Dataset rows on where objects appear

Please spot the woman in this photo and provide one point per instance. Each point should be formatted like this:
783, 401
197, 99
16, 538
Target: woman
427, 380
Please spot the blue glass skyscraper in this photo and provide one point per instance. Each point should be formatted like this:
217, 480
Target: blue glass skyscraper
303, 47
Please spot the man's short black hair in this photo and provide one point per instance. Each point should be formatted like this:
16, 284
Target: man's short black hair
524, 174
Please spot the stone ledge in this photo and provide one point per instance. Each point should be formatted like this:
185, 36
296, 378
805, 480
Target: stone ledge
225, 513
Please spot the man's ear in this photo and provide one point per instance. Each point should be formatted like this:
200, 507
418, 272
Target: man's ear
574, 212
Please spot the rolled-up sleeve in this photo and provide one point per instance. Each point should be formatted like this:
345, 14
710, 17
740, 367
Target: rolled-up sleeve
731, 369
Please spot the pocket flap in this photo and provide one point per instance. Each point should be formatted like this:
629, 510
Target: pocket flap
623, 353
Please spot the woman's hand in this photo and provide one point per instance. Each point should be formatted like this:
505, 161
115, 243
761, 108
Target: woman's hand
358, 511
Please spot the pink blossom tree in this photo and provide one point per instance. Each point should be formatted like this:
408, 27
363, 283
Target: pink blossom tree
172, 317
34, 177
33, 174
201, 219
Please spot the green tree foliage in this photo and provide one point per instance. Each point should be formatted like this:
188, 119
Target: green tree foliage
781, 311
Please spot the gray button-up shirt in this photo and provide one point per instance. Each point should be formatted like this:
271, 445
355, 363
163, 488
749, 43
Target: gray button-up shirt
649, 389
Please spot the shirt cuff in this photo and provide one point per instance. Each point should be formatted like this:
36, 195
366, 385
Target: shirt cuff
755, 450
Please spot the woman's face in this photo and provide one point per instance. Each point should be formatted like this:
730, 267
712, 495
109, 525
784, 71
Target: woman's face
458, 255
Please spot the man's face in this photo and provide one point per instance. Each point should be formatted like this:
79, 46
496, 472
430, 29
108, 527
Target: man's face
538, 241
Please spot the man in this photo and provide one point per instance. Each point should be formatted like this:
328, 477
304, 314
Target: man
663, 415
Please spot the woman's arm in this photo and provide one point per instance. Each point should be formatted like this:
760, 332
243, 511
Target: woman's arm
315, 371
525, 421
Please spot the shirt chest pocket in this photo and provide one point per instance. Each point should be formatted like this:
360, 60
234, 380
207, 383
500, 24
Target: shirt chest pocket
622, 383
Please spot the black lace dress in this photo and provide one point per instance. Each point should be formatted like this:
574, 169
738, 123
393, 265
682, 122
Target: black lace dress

▸ TASK DETAILS
Copy out the material above in full, switching every "spot" to "locate" and leaving everything else as it is.

▸ RESPONSE BELOW
Please locate the woman in this photo and provide one point per instance. Each point should be formatted like this:
783, 401
197, 99
16, 538
Target: woman
427, 380
Please locate the blue glass skyscraper in this photo and provide one point per instance. Each point should be formatted like this:
217, 480
Target: blue glass skyscraper
303, 47
Please locate the man's short black hair in this photo and provide one point per instance. Each point should be formatted like this:
16, 284
Target: man's short black hair
524, 174
Please locate the stone ledge in this photo and provide one point per instance. Each point should be formatted like this:
185, 36
296, 378
805, 480
Target: stone ledge
225, 513
Please locate the man's ear in this photo and provide one point per instance. Each point should be formatted like this:
200, 507
418, 272
Target: man's ear
574, 212
Please locate the rolled-up sleeve in this photo and provide one point per instance. Each point should be formatted like this:
345, 14
710, 17
740, 367
Target: rolled-up sleeve
731, 369
Please locate the pocket flap in this photo and provide one point per instance. Each point should be formatted like this:
629, 510
Target: pocket flap
623, 353
Please locate the woman's hand in this photo and provide one point per instance. Each point should be formatted like this:
505, 161
115, 243
761, 108
Target: woman's hand
358, 511
Please locate the pink blossom tree in this photo and provide one point per instance. Each point should be formatted like this:
408, 27
363, 283
Target: pink blossom tree
172, 317
34, 177
33, 174
201, 219
Please locate the green tree foliage in this photo and provide one point per instance. Each point should be formatted like this:
188, 119
Target: green tree foliage
781, 311
Please locate the gray button-up shirt in this photo and provide one point per instance. Each point should be formatted like this:
271, 445
355, 363
163, 488
749, 43
Target: gray button-up shirt
649, 389
Please locate the shirt cuff in this photo and provide one point per instance. Each point should be formatted like this:
36, 195
366, 385
Target: shirt cuff
755, 450
Please locate the woman's face in this photo and provide one point per instance. Each point should be formatted like this:
730, 267
712, 495
109, 525
784, 71
Target: woman's face
458, 255
Please locate the man's face in this photo and provide one point per instance. Each point should be formatted like this:
79, 46
496, 472
430, 29
108, 527
Target: man's face
538, 241
Please locate the man in this photo and provide one point per instance. Each point should be formatted like this:
328, 477
304, 314
Target: man
663, 415
Please locate the woman's arm in this photo and provide one point per instance. Each point should be formatted like this:
760, 332
243, 511
Target: woman's arm
315, 371
525, 421
Please locate the shirt chest pocket in this photo and provide one point per instance. Each point should be formatted like this:
360, 60
234, 380
207, 383
500, 24
Target: shirt chest pocket
622, 383
Please locate the black lace dress in this photo and provide one point per instance. Each point should be formatted like this:
574, 169
738, 123
393, 265
682, 122
Target: black lace dress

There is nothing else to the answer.